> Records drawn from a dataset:
▼▼▼

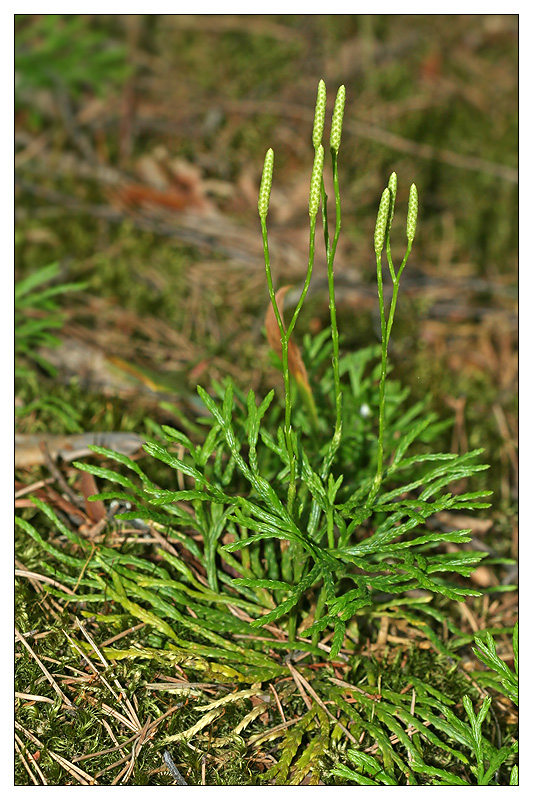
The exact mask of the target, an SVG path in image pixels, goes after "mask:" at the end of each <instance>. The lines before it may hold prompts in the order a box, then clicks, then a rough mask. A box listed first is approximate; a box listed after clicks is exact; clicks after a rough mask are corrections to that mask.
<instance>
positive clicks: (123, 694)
mask: <svg viewBox="0 0 533 800" xmlns="http://www.w3.org/2000/svg"><path fill="white" fill-rule="evenodd" d="M76 622H77V625H78V628H79V629H80V631H81V632H82V633H83V635H84V636H85V638H86V639H87V641H88V642H89V644H90V645H91V647H92V648H93V650H94V652H95V653H96V655H97V656H98V658H99V659H100V661H101V662H102V664H103V666H104V667H105V668H106V669H107V668H108V667H109V664H108V663H107V661H106V660H105V658H104V656H103V655H102V653H101V652H100V650H99V649H98V647H97V645H96V643H95V642H94V641H93V639H92V638H91V636H90V635H89V634H88V632H87V631H86V629H85V627H84V626H83V625H82V624H81V622H80V621H79V620H76ZM72 644H73V645H74V642H72ZM74 646H75V645H74ZM77 649H79V648H77ZM84 658H85V659H86V660H87V661H88V663H89V664H90V665H91V667H92V669H93V670H94V671H95V672H96V674H98V675H99V677H100V678H101V680H102V681H103V682H104V683H105V685H106V686H107V687H108V689H109V690H110V692H111V693H112V694H113V696H114V697H115V699H116V700H117V701H118V702H122V703H123V705H124V706H125V708H126V711H127V714H128V716H129V718H130V720H131V722H132V724H133V725H134V726H136V728H137V730H140V729H141V727H142V726H141V723H140V722H139V718H138V716H137V714H136V712H135V709H134V708H133V706H132V704H131V703H130V701H129V698H128V696H127V694H126V692H125V691H124V689H123V688H122V686H121V685H120V683H119V681H118V680H117V678H113V683H114V684H115V686H116V687H117V689H118V690H119V695H117V694H116V692H115V691H114V689H113V688H112V687H111V686H110V685H109V683H108V682H107V681H106V680H105V678H104V677H103V676H102V675H101V674H100V673H99V672H98V670H96V668H95V667H94V665H93V664H92V663H91V662H90V660H89V659H88V658H87V657H86V656H84Z"/></svg>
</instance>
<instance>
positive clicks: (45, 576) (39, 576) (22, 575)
mask: <svg viewBox="0 0 533 800" xmlns="http://www.w3.org/2000/svg"><path fill="white" fill-rule="evenodd" d="M15 577H18V578H31V579H33V580H35V581H39V582H40V583H48V584H50V586H55V587H56V588H57V589H61V591H62V592H65V593H66V594H71V595H72V596H73V597H74V592H73V591H72V589H69V588H68V586H63V584H62V583H59V582H58V581H56V580H54V579H53V578H49V577H48V575H41V574H40V573H38V572H30V571H29V570H27V569H16V570H15Z"/></svg>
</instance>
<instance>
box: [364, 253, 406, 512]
mask: <svg viewBox="0 0 533 800" xmlns="http://www.w3.org/2000/svg"><path fill="white" fill-rule="evenodd" d="M411 247H412V242H409V243H408V245H407V250H406V253H405V256H404V258H403V261H402V263H401V266H400V269H399V270H398V273H396V272H395V270H394V265H393V263H392V258H391V257H390V245H389V242H388V241H387V258H388V262H389V269H390V273H391V277H392V299H391V304H390V307H389V313H388V318H386V315H385V304H384V298H383V270H382V264H381V255H376V264H377V280H378V296H379V316H380V320H381V375H380V380H379V430H378V463H377V469H376V477H375V478H374V483H373V485H372V489H371V491H370V495H369V499H368V501H369V503H372V502H373V500H374V498H375V497H376V494H377V493H378V491H379V487H380V486H381V481H382V479H383V439H384V433H385V382H386V377H387V357H388V346H389V340H390V335H391V331H392V325H393V322H394V314H395V311H396V303H397V301H398V292H399V289H400V277H401V275H402V272H403V270H404V267H405V265H406V264H407V259H408V258H409V254H410V252H411Z"/></svg>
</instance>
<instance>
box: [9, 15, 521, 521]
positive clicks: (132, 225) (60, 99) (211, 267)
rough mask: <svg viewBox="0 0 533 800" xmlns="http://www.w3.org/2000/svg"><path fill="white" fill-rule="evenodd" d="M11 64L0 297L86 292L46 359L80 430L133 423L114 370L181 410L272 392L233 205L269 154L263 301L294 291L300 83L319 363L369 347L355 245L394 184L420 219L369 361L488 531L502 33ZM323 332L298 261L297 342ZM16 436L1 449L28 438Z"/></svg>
mask: <svg viewBox="0 0 533 800" xmlns="http://www.w3.org/2000/svg"><path fill="white" fill-rule="evenodd" d="M15 66H16V143H17V153H16V173H17V185H18V189H17V212H16V213H17V226H16V275H17V278H23V277H25V276H27V275H28V273H31V272H32V271H34V270H36V269H38V268H40V267H44V266H45V265H47V264H49V263H51V262H58V263H59V265H60V274H59V275H58V278H57V280H63V281H68V282H73V281H85V282H86V283H87V286H86V289H85V292H84V293H83V294H81V295H80V294H78V295H69V301H68V304H67V305H68V307H67V308H66V309H65V311H66V314H67V325H66V328H65V330H64V339H66V343H65V348H64V352H62V351H61V349H60V350H59V351H58V352H57V353H55V355H54V359H55V361H56V362H57V368H58V373H59V376H60V378H63V379H64V380H65V379H67V380H70V384H71V387H73V386H74V387H78V388H79V387H80V386H81V387H83V389H84V391H83V392H82V395H83V398H86V397H87V394H86V392H89V393H90V392H95V393H96V395H99V394H101V393H102V392H103V393H104V394H105V396H106V404H105V407H106V409H107V412H103V411H102V412H101V414H100V419H99V420H96V419H94V412H91V414H90V415H89V418H85V421H84V424H83V425H82V427H84V428H85V429H87V426H88V425H92V426H93V427H94V426H95V425H96V423H97V421H98V423H99V424H100V426H102V425H104V426H105V425H114V426H116V425H117V424H119V423H120V420H121V418H123V417H124V415H126V417H127V416H128V413H129V412H130V411H131V408H132V407H134V406H135V401H136V398H137V399H138V393H135V396H134V398H132V397H131V396H130V397H129V400H127V401H125V400H124V396H122V397H119V395H121V391H119V390H120V389H121V388H123V385H122V383H121V380H122V378H123V377H124V373H122V374H121V375H120V377H117V375H118V374H119V373H118V372H117V370H118V369H119V367H118V366H117V365H120V367H122V368H126V374H127V375H129V376H130V378H131V375H132V372H134V371H135V370H138V373H137V378H138V379H140V380H141V382H143V380H144V385H145V387H146V386H147V385H148V387H150V386H152V384H151V383H150V380H153V379H154V376H153V375H151V377H149V378H147V377H146V374H145V372H144V371H143V370H148V369H150V368H151V369H152V370H156V373H157V377H156V379H155V380H156V382H159V381H160V382H162V383H164V384H165V386H166V387H167V389H170V391H171V392H172V393H173V394H176V393H177V392H179V393H181V394H183V393H185V394H186V395H187V397H189V396H192V395H193V394H194V391H195V386H196V384H197V383H198V382H199V381H200V382H203V383H209V381H210V380H212V379H220V378H222V377H224V375H226V374H231V375H232V376H233V378H234V379H235V380H236V381H237V383H238V384H240V385H241V386H242V387H243V388H247V387H248V386H250V385H252V386H254V388H259V389H265V388H266V387H270V386H272V385H273V383H275V384H279V376H278V375H277V374H276V373H275V372H273V371H272V370H271V367H270V363H269V359H268V346H267V344H266V341H265V339H264V336H263V335H262V320H263V316H264V311H265V308H266V305H267V290H266V284H265V281H264V273H263V266H262V255H261V242H260V235H259V223H258V218H257V207H256V198H257V187H258V182H259V178H260V172H261V168H262V161H263V157H264V153H265V151H266V149H267V147H269V146H272V147H273V148H274V150H275V153H276V169H275V180H274V189H273V195H272V205H271V213H270V216H269V228H270V233H271V237H272V256H273V267H274V270H275V273H276V280H277V282H278V285H279V284H282V283H286V282H296V283H297V282H298V281H300V280H301V278H302V275H303V269H304V265H305V262H306V248H307V227H308V226H307V203H306V200H307V191H308V181H309V174H310V166H311V163H312V147H311V141H310V125H311V120H312V115H313V109H314V101H315V96H316V86H317V82H318V80H319V78H321V77H323V78H324V79H325V81H326V85H327V87H328V91H329V95H328V103H329V105H330V106H331V105H332V103H333V100H334V96H335V92H336V89H337V87H338V85H339V84H340V83H344V84H345V85H346V89H347V103H346V115H345V125H344V132H343V141H342V150H341V154H340V177H341V191H342V201H343V229H342V236H341V245H340V249H339V258H338V264H337V271H336V280H337V294H338V299H339V310H340V324H341V333H342V336H343V345H344V347H345V348H357V347H360V346H363V345H366V344H369V343H371V342H375V341H376V340H377V337H378V333H379V326H378V322H377V308H376V306H377V303H376V296H375V288H374V277H375V276H374V272H375V264H374V263H373V252H372V233H373V225H374V220H375V211H376V207H377V204H378V201H379V197H380V194H381V191H382V188H383V186H384V185H386V182H387V179H388V176H389V174H390V172H391V171H392V170H395V171H396V172H397V174H398V178H399V196H398V201H399V209H401V207H402V202H403V203H405V201H406V198H407V193H408V189H409V185H410V183H411V182H413V181H414V182H416V184H417V186H418V189H419V196H420V217H419V224H418V231H417V240H416V245H415V248H414V251H413V255H412V257H411V260H410V262H409V269H408V270H407V271H406V273H405V278H404V279H402V285H403V297H402V301H401V303H400V307H399V313H398V327H397V328H396V335H395V337H393V350H392V359H393V363H394V364H395V367H396V370H397V374H398V375H399V376H400V377H401V378H402V380H404V381H405V382H406V383H407V384H408V385H410V387H411V388H412V391H413V393H414V395H415V396H416V397H418V396H421V395H425V394H427V393H428V392H430V393H431V396H432V402H433V404H434V406H435V407H436V408H437V409H438V410H439V411H440V412H441V413H443V414H445V415H449V416H451V417H453V419H454V426H453V431H452V438H453V441H452V443H451V444H452V446H453V447H454V448H455V449H461V450H466V449H467V448H472V447H478V446H483V447H485V448H486V449H487V452H488V457H489V460H490V461H491V463H492V464H493V469H492V470H491V472H490V475H489V476H488V477H487V478H483V479H482V480H488V481H489V484H490V488H492V489H494V491H495V492H496V500H497V507H496V513H498V512H499V511H500V510H501V511H502V512H503V516H504V517H505V518H506V519H507V521H508V520H509V519H510V516H509V515H510V513H511V512H512V509H513V507H514V504H515V500H516V452H515V448H516V431H517V422H516V402H517V401H516V379H517V374H516V373H517V357H516V336H517V322H516V308H517V236H518V233H517V229H518V215H517V17H516V15H490V14H489V15H310V16H301V15H300V16H298V15H282V16H259V15H249V16H233V15H220V16H212V15H197V16H195V15H156V14H150V15H51V14H48V15H17V19H16V65H15ZM397 217H398V218H397V220H396V226H397V230H396V233H395V235H394V237H393V245H394V244H395V245H396V247H397V252H398V253H399V254H401V253H403V247H404V241H403V239H404V231H403V230H402V227H401V216H400V213H398V215H397ZM327 318H328V313H327V291H326V287H325V279H324V259H323V257H321V256H320V255H319V257H318V259H317V265H316V269H315V274H314V278H313V283H312V290H311V295H310V298H309V301H308V303H307V305H306V307H305V308H304V313H303V315H302V318H301V322H300V323H299V326H298V331H297V335H300V336H301V335H302V334H303V333H304V332H305V331H306V330H310V331H311V332H317V331H318V330H320V329H321V328H322V327H323V326H324V325H325V324H327ZM82 345H83V347H82ZM66 351H68V352H66ZM73 351H75V352H74V353H73ZM96 361H97V362H98V364H99V365H101V364H102V361H103V362H104V364H105V367H106V368H107V367H110V364H112V363H113V362H114V366H112V369H113V370H114V372H112V373H110V371H109V370H107V369H103V368H102V369H101V370H100V371H99V370H98V369H97V368H96V367H95V366H94V364H95V362H96ZM124 361H126V362H127V364H126V365H125V364H124V363H123V362H124ZM143 376H144V378H143ZM55 380H57V376H56V379H55ZM152 388H153V386H152ZM21 392H22V394H23V395H24V387H22V388H21ZM122 395H123V393H122ZM81 399H82V398H81V397H80V400H81ZM24 400H25V401H27V400H28V397H24ZM125 402H126V408H125V407H124V403H125ZM184 402H185V400H184ZM192 402H194V401H192ZM106 414H107V416H106ZM86 416H87V415H86ZM134 416H135V415H134ZM82 418H83V414H82ZM19 420H20V426H21V430H25V429H28V430H29V429H31V426H32V425H34V424H35V423H36V420H35V419H34V418H31V419H27V418H25V416H24V414H21V415H20V418H19ZM48 422H49V424H51V425H52V426H53V424H54V422H53V420H49V421H48ZM89 429H91V428H89ZM447 444H448V445H449V444H450V443H449V442H448V443H447ZM511 516H512V513H511ZM504 527H506V533H507V534H510V532H511V530H510V528H509V527H507V526H504Z"/></svg>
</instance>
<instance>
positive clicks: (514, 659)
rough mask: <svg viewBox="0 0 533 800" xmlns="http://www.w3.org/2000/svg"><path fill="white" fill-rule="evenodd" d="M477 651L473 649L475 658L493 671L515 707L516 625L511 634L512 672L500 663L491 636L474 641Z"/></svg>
mask: <svg viewBox="0 0 533 800" xmlns="http://www.w3.org/2000/svg"><path fill="white" fill-rule="evenodd" d="M475 642H476V645H477V648H478V649H477V650H476V649H475V648H474V652H475V654H476V656H477V657H478V658H479V660H480V661H482V662H483V663H484V664H486V666H487V667H489V669H491V670H493V671H494V672H495V673H496V675H497V677H498V680H499V681H500V682H501V686H502V690H503V691H504V692H505V694H506V696H507V697H508V698H509V700H511V701H512V702H513V703H514V704H515V705H516V706H517V705H518V623H516V625H515V629H514V633H513V653H514V672H512V671H511V669H510V668H509V667H508V666H507V664H506V663H505V661H502V660H501V658H500V657H499V655H498V653H497V652H496V645H495V643H494V639H493V638H492V636H491V634H490V633H489V632H487V633H486V634H485V636H484V637H483V638H481V637H477V636H476V639H475Z"/></svg>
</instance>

▲▲▲

> YOUR GOAL:
Since only lines holding the word "positive" matter, count them in the data above and report the number alone.

> WRITTEN ANSWER:
4